### EXTRACTED INFORMATION
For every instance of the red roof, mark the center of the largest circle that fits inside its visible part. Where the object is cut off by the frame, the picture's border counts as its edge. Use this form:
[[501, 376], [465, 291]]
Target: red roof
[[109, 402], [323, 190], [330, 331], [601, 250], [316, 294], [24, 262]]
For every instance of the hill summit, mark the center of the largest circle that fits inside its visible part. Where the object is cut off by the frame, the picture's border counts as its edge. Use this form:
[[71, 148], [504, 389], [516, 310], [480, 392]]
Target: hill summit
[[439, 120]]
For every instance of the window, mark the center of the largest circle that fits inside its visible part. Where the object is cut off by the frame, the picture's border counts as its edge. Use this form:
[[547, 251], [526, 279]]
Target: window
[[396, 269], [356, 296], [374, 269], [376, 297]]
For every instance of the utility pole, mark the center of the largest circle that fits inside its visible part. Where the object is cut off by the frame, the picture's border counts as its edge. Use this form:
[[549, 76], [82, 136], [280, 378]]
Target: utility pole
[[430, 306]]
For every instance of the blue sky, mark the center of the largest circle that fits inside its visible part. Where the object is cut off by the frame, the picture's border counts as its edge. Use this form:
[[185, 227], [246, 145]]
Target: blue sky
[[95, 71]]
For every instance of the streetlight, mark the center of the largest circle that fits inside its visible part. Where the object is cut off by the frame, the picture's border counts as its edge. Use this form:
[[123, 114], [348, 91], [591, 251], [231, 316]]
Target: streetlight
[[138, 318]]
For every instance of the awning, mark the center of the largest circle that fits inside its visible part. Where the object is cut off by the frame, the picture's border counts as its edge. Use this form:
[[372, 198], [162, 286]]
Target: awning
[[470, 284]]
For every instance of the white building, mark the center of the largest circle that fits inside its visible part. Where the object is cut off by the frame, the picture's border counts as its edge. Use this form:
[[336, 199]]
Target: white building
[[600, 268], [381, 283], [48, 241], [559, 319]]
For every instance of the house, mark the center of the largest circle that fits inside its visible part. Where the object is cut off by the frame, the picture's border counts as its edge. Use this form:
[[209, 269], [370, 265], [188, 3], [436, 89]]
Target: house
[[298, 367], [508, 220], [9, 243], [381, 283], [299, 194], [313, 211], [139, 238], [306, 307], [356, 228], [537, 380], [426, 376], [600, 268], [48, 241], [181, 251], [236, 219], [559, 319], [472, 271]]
######
Reproduce the material word for word, from its first line through the line containing "[[396, 269], [356, 296], [374, 269], [376, 297]]", inclusive.

(SOLUTION TO THIS TASK)
For every instance of the red roof, mark the center of the largest circle that fits inside its visible part. Where the object is cut off by the frame, the picture's border counts as its edge. Use this form:
[[501, 376], [465, 291]]
Target: red roof
[[109, 402], [323, 190], [330, 331], [601, 250], [316, 294], [24, 262]]
For every instance of the hill summit, mark the center of the largest circle that fits inside its visible part. Where the object is cut off by the frame, the picture's border counts as its edge. Use this form:
[[71, 148], [504, 389], [516, 310], [480, 392]]
Target: hill summit
[[439, 120]]
For every instance of the window, mark the center of the largest circle that fits inside its visible part. Where the object is cut off by the frame, the picture's border counts as its edge. Use this form:
[[547, 251], [526, 279]]
Target: window
[[396, 269], [356, 296], [374, 269], [376, 297]]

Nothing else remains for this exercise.